## EXERCISE GOAL
Pick out each line in the entries below that contains the string "wall", and copy those lines. Letter case matters when matching.

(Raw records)
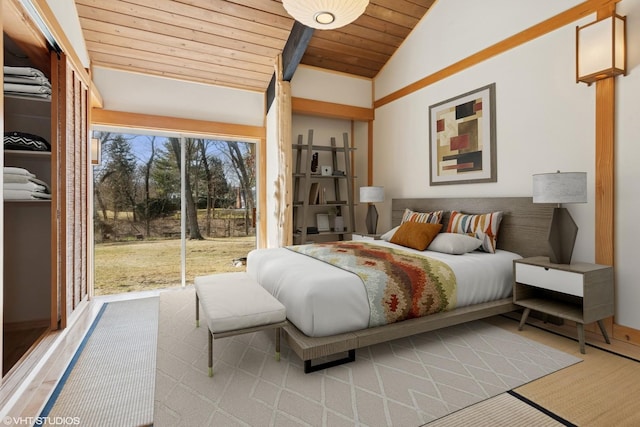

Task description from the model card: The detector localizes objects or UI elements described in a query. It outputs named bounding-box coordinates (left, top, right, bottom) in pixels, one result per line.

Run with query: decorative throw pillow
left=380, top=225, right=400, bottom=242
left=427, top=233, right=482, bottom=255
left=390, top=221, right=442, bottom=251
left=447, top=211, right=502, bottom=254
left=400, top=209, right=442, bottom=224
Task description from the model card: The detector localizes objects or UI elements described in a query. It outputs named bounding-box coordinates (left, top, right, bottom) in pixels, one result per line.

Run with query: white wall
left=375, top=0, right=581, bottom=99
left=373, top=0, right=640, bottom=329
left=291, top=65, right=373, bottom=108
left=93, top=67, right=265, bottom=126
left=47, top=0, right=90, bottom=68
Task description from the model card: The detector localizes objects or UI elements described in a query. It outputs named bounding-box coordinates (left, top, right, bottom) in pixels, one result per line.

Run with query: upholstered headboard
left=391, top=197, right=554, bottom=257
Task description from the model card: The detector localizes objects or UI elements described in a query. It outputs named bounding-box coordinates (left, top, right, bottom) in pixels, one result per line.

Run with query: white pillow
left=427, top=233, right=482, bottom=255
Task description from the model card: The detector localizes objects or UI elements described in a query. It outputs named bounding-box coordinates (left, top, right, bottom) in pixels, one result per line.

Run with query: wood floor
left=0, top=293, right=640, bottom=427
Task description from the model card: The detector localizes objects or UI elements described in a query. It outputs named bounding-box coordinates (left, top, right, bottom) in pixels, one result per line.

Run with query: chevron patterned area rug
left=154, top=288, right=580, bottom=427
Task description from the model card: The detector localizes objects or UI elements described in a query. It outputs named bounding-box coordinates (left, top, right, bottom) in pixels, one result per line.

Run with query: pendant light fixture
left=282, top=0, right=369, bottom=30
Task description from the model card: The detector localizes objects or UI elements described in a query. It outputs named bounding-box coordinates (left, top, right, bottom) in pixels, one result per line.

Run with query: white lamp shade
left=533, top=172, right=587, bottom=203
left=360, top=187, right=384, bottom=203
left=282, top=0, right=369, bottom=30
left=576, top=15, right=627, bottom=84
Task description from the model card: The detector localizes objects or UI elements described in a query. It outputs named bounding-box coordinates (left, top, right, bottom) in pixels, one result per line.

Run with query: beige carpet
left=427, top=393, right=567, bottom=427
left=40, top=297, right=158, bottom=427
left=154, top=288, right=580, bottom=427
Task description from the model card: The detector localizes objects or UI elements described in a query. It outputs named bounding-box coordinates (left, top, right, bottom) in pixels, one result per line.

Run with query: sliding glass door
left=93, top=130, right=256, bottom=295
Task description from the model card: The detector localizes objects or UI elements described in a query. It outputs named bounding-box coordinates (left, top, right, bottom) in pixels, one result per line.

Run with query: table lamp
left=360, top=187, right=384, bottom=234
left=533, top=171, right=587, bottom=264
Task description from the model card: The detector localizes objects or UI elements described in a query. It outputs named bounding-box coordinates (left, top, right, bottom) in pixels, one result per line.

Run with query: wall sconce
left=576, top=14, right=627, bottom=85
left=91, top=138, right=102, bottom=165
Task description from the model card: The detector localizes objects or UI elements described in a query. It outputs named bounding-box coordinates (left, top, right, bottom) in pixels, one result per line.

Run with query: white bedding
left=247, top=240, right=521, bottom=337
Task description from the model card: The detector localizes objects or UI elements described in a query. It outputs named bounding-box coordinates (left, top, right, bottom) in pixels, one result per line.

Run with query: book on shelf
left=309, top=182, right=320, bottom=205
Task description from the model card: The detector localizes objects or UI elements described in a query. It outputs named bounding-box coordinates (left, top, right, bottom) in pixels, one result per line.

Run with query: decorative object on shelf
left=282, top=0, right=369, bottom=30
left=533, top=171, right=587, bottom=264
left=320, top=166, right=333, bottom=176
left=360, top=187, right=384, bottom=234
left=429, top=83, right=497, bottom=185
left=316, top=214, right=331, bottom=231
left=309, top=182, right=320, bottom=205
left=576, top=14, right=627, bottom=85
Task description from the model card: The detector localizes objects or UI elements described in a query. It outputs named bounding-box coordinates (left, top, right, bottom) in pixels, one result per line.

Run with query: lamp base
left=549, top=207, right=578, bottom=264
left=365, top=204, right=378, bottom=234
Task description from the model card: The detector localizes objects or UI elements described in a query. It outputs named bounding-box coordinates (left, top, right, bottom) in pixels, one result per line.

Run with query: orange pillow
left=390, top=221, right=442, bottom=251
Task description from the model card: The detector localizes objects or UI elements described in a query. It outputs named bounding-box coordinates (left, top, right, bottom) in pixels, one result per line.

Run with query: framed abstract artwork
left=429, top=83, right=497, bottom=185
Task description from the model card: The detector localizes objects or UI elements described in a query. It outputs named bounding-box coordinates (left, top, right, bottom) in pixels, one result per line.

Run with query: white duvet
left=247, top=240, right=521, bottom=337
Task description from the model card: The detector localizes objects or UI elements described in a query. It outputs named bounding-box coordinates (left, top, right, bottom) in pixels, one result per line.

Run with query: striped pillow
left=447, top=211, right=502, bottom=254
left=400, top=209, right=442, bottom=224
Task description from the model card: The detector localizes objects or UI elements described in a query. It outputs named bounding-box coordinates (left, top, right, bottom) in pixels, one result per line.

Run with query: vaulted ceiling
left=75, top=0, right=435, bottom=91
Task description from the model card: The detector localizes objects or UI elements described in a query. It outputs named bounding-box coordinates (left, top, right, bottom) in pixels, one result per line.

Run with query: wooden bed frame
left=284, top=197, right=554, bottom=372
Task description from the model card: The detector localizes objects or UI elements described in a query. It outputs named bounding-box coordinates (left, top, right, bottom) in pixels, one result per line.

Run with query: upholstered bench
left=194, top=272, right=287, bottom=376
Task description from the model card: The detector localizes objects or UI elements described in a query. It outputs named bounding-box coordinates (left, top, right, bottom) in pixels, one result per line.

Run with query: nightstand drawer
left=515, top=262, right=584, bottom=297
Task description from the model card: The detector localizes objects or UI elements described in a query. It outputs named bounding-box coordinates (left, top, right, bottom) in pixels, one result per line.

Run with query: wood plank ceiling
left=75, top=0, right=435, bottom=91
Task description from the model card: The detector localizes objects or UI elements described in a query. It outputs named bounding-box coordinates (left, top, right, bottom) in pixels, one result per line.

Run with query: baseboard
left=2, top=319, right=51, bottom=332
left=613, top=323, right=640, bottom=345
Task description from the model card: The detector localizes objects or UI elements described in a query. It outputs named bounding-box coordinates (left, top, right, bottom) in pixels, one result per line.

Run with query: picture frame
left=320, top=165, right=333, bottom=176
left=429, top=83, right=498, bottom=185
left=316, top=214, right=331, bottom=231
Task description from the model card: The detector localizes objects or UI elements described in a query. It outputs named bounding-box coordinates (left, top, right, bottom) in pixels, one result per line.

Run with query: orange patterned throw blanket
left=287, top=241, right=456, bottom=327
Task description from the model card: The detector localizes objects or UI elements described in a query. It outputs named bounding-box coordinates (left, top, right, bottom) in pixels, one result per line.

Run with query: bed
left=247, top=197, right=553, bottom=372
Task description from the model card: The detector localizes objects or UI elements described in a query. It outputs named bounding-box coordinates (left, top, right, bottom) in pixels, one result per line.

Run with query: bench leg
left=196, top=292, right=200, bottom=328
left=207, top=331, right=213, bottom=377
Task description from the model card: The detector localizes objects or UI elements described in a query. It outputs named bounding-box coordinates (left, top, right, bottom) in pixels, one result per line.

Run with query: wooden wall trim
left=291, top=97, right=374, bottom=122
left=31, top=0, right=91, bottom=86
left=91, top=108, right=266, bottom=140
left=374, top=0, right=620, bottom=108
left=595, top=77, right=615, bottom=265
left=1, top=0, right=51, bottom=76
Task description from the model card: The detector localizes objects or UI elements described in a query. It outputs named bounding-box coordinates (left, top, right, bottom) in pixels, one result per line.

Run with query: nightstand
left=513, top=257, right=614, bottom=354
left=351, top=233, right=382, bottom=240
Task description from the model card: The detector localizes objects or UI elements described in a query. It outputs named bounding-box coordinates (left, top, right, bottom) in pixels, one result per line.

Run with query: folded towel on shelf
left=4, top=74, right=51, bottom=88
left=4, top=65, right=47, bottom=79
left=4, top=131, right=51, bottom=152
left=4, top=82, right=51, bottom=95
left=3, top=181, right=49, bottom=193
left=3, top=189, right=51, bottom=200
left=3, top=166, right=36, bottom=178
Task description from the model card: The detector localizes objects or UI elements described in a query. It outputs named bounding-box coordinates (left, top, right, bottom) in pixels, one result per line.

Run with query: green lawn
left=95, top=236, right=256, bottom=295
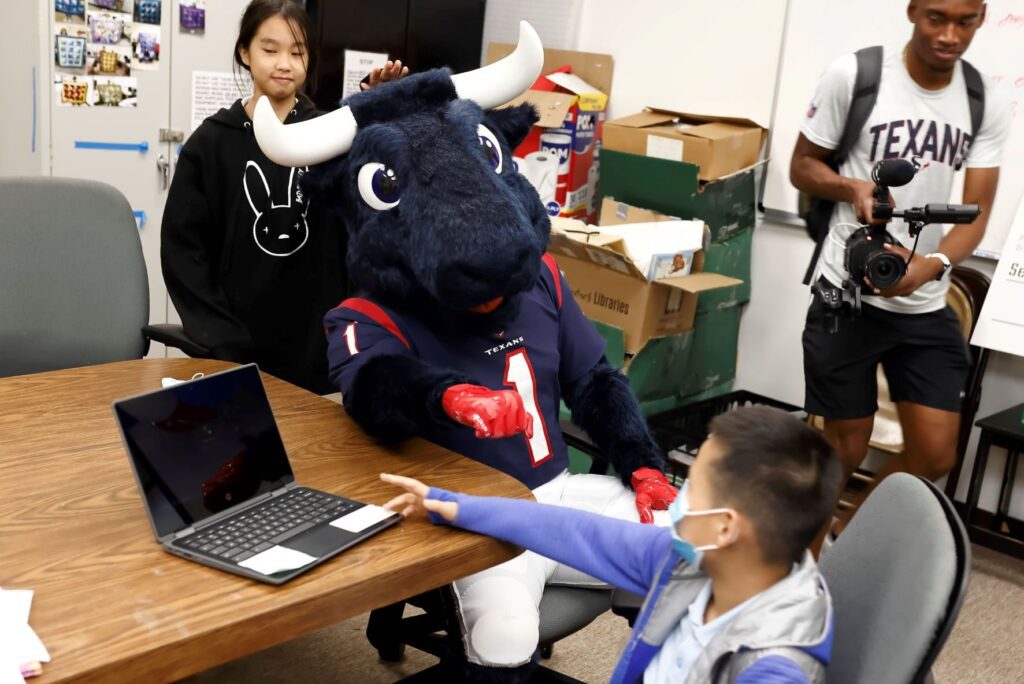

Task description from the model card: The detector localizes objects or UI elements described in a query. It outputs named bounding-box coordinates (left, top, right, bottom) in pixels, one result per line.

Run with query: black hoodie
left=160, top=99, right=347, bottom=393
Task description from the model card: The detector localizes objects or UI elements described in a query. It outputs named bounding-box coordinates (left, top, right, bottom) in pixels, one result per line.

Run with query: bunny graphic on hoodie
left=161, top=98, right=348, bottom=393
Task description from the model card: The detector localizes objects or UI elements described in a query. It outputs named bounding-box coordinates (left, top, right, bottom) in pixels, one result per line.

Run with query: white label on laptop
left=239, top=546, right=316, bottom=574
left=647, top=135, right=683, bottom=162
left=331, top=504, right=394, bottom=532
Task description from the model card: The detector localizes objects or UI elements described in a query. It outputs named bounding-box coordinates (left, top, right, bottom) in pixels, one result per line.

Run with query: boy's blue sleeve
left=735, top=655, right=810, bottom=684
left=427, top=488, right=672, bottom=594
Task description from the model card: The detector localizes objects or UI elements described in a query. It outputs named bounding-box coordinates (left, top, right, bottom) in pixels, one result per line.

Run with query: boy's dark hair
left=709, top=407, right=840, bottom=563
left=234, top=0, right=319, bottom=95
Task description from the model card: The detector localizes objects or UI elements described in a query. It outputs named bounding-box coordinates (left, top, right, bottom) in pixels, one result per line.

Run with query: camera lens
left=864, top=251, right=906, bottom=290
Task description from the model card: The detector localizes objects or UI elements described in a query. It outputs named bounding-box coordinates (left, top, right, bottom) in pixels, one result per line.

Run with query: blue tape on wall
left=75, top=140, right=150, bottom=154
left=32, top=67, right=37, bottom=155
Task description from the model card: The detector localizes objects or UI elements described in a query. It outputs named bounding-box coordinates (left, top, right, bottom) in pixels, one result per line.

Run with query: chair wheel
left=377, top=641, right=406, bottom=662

## CORRECT RESPONSE
Run with query: white wall
Run with query: wall sconce
Run with query: wooden wall trim
Run with query: blue tape on wall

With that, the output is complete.